Mario, Enrica e Giorgio, i Labò, oltre che famiglia, oltre che genitori, oltre che figlio, erano tre amici che condividevano interessi e passioni. Dopo la tragica morte di Giorgio, il padre Mario, in una lettera a un amico espresse il senso di quell’unione, che faceva dei tre un tutto unico, pur tra spiccate divergenze caratteriali: “Certo sarebbe consolante poter pensare, come molti credono, che morire significherà andare a ritrovare Giorgio. Ma (diciamolo piano, è un’eresia da miscredenti), che cosa staremmo a fare, tutti e tre, nell’altro mondo, senza architettura, senza critica, senza storia dell’arte?” Nel 1938 Giorgio si iscrive alla facoltà di ingegneria all’Università di Genova per poi iscriversi l’anno dopo alla quella di Architettura del Politecnico di Milano.
A Milano frequentando gli ambienti artistici e letterari d’avanguardia, ha modo di consolidare e allargare le sue innate curiosità intellettuali. Entra a far parte del gruppo di artisti che fanno capo a “Corrente”. E sarà proprio il fondatore di Corrente, Ernesto Treccani, a commissionare a Giorgio una bozza preparatoria per la sede in via della Spiga 9 della Bottega di Corrente, che dovrà ospitare le mostre dei giovani artisti.
A Milano Giorgio diventa amico dei più importanti artisti e intellettuali dell’epoca: Carlo Bo, Renato Guttuso, Giansiro Ferrata, Alfonso Gatto, Vasco Pratolini, Luciano Anceschi… Particolarmente felice l’amicizia con Renato Birolli, Gianni Ratto e Sandro Cherchi. Con scritti di critica d’arte e di architettura, Giorgio inizia a collaborare alle riviste “Corrente”, “Campo di Marte” e ai quotidiani “Il Secolo XIX” di Genova e “Il Resto del Carlino” di Bologna.
Giorgio Labò è tra gli autori, con Luciano Anceschi, Giansiro Ferrata e Ernesto Treccani, della raccolta di “pagine milanesi” che confluiranno nel 1941 nell’Almanacco “La Luna nel Corso” per le edizioni di Corrente. Intanto studia all’università e si dedica a saggi su Antonio Sant’Elia, rimasto inedito, e a una monografia su Alvar Aalto, amico e estimatore del lavoro di suo padre. Testo che vedrà la luce dopo la sua morte, nel 1948, a cura di Mario Labò.
*-*-*
- **Serie di esercizi**:
a) Puoi ricopiare dal brano su Giorgio Labò la parte che si apre con le parole contenenti "A Milano frequentando" e si chiude con "dei giovani artisti."?
b) Rispondi a queste domande sul brano su Giorgio Labò:
(i) In quale anno Giorgio si iscrive alla facoltà di ingegneria dell'Università di Genova?
(ii) Chi è il fondatore di Corrente?
(iii) In quale anno vede la luce la monografia su Alvar Aalto?
c) Come prosegue il brano su Giorgio Labò dopo l'ultima frase? Scrivine il seguito.
*-*-*
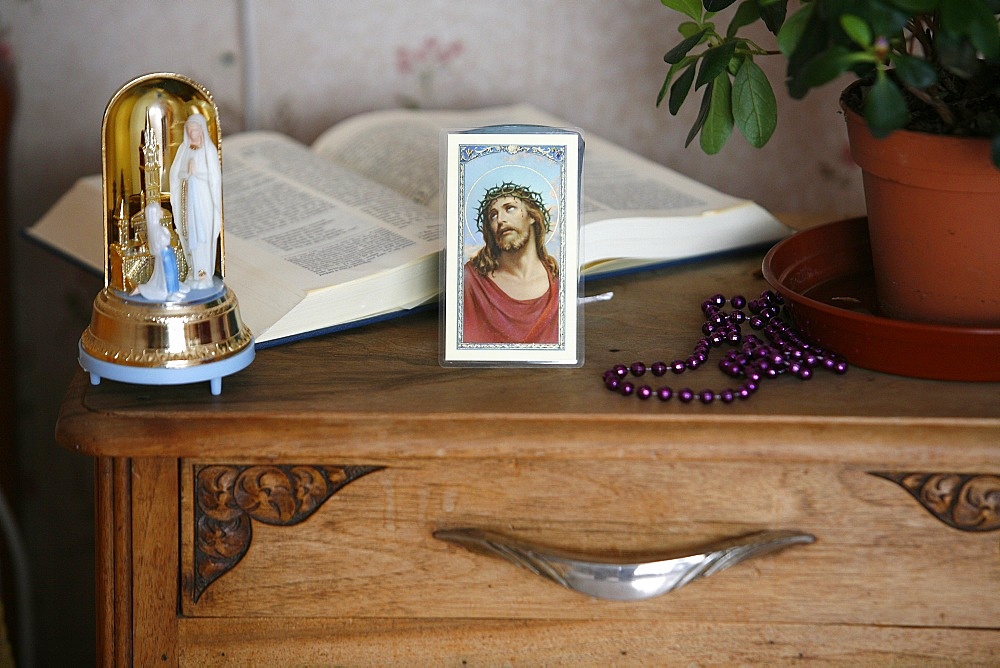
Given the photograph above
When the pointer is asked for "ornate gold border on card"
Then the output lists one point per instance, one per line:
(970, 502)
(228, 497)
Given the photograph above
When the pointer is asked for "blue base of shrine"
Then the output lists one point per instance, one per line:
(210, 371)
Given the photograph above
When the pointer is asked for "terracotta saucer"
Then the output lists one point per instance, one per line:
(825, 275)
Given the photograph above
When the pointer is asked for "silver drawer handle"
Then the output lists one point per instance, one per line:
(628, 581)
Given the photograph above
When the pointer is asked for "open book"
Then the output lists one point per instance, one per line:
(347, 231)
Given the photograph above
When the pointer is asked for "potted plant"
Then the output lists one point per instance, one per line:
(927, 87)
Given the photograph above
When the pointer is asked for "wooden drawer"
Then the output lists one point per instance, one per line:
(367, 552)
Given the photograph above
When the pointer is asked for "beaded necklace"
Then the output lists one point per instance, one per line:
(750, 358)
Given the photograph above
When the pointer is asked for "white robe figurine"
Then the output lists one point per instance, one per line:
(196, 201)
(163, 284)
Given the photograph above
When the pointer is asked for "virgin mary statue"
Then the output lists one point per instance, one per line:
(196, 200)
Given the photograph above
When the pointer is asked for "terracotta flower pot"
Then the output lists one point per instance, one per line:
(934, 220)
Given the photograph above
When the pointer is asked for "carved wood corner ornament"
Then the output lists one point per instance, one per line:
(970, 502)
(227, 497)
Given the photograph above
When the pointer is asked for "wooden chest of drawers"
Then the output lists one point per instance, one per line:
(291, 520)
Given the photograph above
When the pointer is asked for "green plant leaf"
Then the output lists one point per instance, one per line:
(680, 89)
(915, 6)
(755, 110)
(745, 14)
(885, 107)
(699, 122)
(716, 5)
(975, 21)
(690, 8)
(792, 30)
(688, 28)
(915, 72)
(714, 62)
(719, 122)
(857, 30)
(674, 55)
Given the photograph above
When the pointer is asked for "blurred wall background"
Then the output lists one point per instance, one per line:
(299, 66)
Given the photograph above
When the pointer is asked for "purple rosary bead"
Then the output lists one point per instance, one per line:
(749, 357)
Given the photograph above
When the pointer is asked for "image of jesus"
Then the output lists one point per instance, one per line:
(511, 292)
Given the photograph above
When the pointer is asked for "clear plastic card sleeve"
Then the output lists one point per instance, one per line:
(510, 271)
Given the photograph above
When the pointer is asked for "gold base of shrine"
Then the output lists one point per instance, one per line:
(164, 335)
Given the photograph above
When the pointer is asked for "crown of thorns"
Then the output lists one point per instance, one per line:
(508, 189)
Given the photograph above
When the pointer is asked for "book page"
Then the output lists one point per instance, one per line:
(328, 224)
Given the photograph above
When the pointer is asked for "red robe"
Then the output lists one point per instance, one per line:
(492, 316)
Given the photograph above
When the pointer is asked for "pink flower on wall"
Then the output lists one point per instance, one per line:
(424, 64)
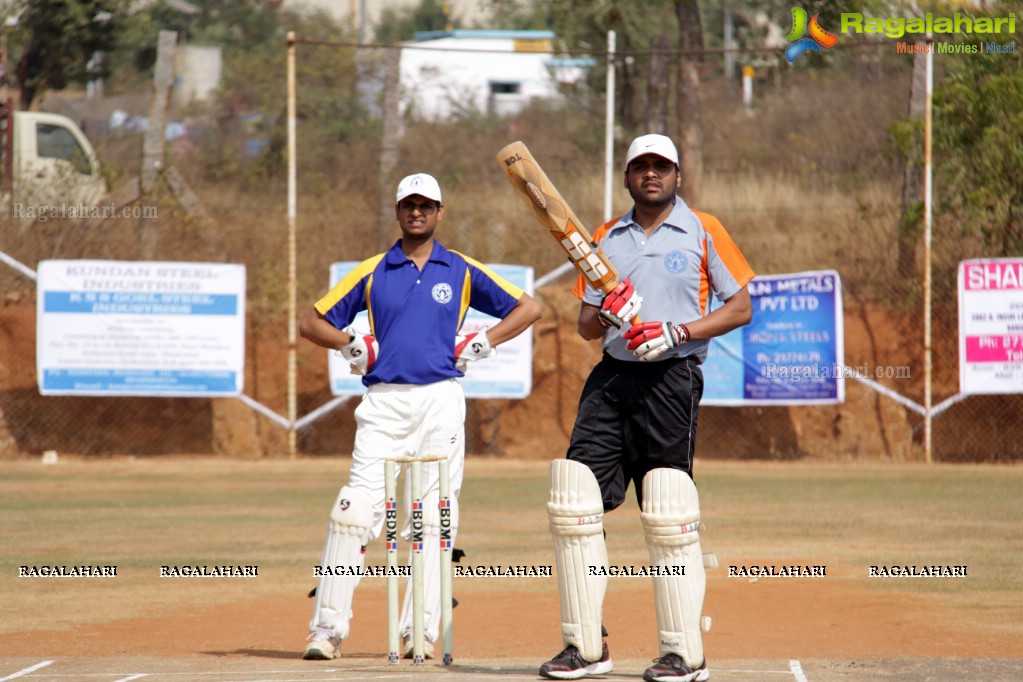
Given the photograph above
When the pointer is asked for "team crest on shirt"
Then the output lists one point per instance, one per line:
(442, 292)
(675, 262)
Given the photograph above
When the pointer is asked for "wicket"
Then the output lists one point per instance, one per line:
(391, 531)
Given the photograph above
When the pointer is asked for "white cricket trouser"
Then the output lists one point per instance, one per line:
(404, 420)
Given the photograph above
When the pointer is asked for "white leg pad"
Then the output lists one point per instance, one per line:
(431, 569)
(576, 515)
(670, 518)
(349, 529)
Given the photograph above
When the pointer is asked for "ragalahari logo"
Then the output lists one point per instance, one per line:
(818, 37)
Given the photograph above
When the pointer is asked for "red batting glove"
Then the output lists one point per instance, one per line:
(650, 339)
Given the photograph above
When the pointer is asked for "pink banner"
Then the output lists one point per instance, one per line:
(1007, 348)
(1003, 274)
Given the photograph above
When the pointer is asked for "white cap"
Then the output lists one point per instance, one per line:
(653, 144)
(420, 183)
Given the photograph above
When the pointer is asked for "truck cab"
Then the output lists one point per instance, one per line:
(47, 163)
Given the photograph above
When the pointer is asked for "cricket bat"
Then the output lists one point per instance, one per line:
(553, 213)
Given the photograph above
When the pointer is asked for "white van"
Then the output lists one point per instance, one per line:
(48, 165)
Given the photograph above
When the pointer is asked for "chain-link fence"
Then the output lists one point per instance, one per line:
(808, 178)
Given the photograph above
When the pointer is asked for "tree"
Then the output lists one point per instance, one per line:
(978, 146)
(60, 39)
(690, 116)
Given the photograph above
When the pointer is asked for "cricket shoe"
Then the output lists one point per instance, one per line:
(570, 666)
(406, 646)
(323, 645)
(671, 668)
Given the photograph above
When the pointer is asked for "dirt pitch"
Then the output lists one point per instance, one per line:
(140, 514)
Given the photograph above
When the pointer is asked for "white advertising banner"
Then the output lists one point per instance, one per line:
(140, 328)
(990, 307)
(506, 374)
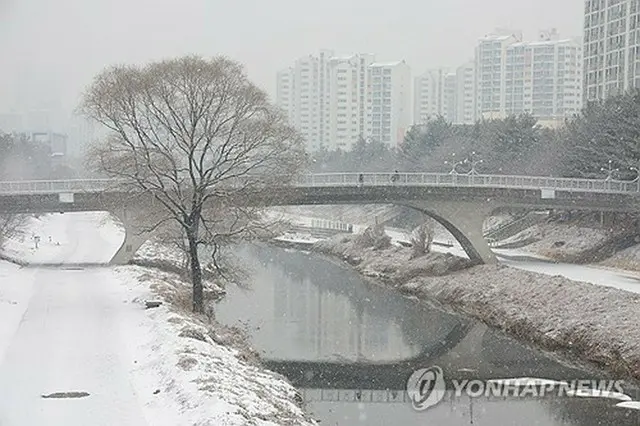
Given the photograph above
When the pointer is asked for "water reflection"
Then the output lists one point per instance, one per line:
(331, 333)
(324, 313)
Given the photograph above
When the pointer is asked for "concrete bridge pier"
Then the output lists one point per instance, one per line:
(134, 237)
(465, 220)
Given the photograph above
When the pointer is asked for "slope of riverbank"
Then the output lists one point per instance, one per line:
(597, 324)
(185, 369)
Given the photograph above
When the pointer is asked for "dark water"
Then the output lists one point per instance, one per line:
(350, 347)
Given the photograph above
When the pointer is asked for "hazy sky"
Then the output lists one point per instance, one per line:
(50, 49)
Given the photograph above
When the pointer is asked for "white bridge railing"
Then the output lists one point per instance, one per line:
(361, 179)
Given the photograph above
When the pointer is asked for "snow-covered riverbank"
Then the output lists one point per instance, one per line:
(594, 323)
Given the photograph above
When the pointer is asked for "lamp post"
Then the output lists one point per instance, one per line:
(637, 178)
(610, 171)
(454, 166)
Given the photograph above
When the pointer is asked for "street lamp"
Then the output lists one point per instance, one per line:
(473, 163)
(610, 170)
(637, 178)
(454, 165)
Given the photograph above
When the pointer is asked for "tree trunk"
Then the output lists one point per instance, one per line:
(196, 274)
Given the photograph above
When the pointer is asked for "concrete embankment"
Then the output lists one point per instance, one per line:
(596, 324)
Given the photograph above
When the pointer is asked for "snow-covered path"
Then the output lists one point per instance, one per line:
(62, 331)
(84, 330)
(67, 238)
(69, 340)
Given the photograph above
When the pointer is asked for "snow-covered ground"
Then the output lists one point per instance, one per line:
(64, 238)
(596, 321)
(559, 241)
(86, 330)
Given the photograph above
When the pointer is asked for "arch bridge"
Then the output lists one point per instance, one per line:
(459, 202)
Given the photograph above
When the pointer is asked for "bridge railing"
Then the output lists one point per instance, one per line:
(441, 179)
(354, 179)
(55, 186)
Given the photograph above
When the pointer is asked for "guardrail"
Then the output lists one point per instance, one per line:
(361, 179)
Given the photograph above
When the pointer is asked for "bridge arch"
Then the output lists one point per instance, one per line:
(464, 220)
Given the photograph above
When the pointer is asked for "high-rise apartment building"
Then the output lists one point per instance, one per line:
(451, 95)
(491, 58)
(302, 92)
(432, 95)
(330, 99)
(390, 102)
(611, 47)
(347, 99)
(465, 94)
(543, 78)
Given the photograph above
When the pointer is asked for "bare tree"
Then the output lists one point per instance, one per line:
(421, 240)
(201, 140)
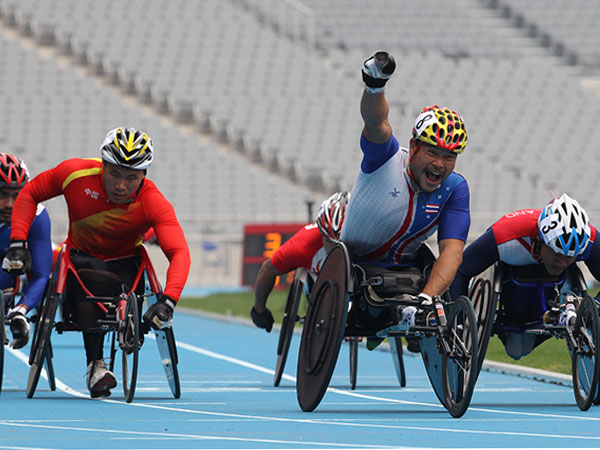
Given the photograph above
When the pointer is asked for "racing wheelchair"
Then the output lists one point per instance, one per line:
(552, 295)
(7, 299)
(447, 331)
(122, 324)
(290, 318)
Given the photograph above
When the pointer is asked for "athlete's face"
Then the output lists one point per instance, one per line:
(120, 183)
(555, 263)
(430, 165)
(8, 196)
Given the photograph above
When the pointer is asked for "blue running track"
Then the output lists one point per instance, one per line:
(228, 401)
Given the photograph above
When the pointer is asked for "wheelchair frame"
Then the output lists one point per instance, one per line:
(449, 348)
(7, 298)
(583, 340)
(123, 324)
*-*-*
- **Soluzioni**:
a)
A Milano frequentando gli ambienti artistici e letterari d’avanguardia, ha modo di consolidare e allargare le sue innate curiosità intellettuali. Entra a far parte del gruppo di artisti che fanno capo a “Corrente”. E sarà proprio il fondatore di Corrente, Ernesto Treccani, a commissionare a Giorgio una bozza preparatoria per la sede in via della Spiga 9 della Bottega di Corrente, che dovrà ospitare le mostre dei giovani artisti.

b)
(i) Nel 1938.
(ii) Ernesto Treccani.
(iii) Nel 1948.

c)
Nutrito degli ideali di libertà e giustizia dopo l’8 settembre 1943 – era militare a Poggio Mirteto, nel Genio Artificieri – entra nelle formazioni partigiane che operavano nell’Alto Lazio, compiendo azioni di sabotaggio. Successivamente è a Roma nei Gap (Gruppi di Azione Patriottica) che fronteggiavano con attentati l’occupazione tedesca della capitale. Lamberto, questo il suo nome di battaglia, però non fa trapelare nulla agli amici romani che frequenta con una certa assiduità: Guttuso, il critico d’arte Giulio Carlo Argan, Alberto Lattuada, Mario Mafai, i coniugi collezionisti d’arte Emilio e Maria Jesi. E nulla avrebbero dovuto sospettare i suoi genitori.
A Roma in una casa di via Giulia 23 /A, impiegando l’esperienza maturata nel genio artificieri, assieme al chimico Gianfranco Mattei, Giorgio-Lamberto prepara esplosivi. E nell’impropria Santa Barbara, il 1° febbraio 1944, assieme a Mattei, a seguito di una delazione di un compagno incapace di resistere alle torture, viene sorpreso e arrestato dalle SS tedesche e trasferito nel sinistro carcere di via Tasso. Barbaramente torturato Giorgio non parlò, nè svelò alcun nome dei suoi compagni. Nella cella attigua, per timore di non resistere alle torture, Gianfranco Mattei si uccise impiccandosi. Il 7 marzo 1944, Giorgio Labò, venne fucilato a Forte Bravetta. Prima di essere trascinato da Via Tasso dettò al cappellano le sue ultime parole parole “Cercare il Prof. Argan in Roma Via Giacinto Carini /Monteverde/ 66 tram 29, dirgli che comunicasse alla famiglia che lui è passato con la massima serenità”.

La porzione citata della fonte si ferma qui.